Stored items from a collection
=-=-=

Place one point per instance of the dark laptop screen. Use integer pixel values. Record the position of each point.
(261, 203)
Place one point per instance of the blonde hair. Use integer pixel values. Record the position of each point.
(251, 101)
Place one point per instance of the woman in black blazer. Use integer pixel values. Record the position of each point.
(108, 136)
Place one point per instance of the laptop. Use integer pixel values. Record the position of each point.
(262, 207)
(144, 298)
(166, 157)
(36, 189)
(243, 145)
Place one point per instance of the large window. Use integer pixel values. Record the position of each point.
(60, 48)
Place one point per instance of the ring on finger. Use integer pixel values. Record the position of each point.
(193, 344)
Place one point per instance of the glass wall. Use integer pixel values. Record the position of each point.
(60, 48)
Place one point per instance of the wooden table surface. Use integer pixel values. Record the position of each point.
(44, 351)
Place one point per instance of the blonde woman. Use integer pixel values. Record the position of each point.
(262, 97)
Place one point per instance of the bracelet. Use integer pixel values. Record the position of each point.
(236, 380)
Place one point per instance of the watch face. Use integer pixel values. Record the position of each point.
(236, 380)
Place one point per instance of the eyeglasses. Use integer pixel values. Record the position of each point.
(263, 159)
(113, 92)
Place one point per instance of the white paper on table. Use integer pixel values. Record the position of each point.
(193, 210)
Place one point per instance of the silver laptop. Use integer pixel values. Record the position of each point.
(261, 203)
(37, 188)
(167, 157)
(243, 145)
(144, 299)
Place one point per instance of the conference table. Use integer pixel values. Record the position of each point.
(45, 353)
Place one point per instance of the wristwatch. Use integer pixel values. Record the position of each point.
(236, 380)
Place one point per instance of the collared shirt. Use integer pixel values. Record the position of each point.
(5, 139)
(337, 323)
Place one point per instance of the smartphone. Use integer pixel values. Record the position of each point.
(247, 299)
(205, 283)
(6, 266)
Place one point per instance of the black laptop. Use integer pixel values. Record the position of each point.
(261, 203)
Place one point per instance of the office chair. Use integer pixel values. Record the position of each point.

=-=-=

▶ Problem description: Can you reproduce the listing word for word, from the line containing "Place one point per instance of the wristwatch." through the end of the listing?

▶ Correct result:
Place one point per instance of the wristwatch. Use integer pixel values. Record the position of each point.
(236, 380)
Place one point per instance of the collared shirt. Use integer pixel values. Record the position of each point.
(5, 139)
(337, 323)
Place one point per instance of the smartphone. Use integer pixel values. Record the position of each point.
(247, 299)
(205, 283)
(6, 266)
Place one point per instance of the black laptop. Use integer pixel values. Record the position of each point.
(261, 203)
Place one point per instance of the office chair. Use integer pixel values. Record the position of each point.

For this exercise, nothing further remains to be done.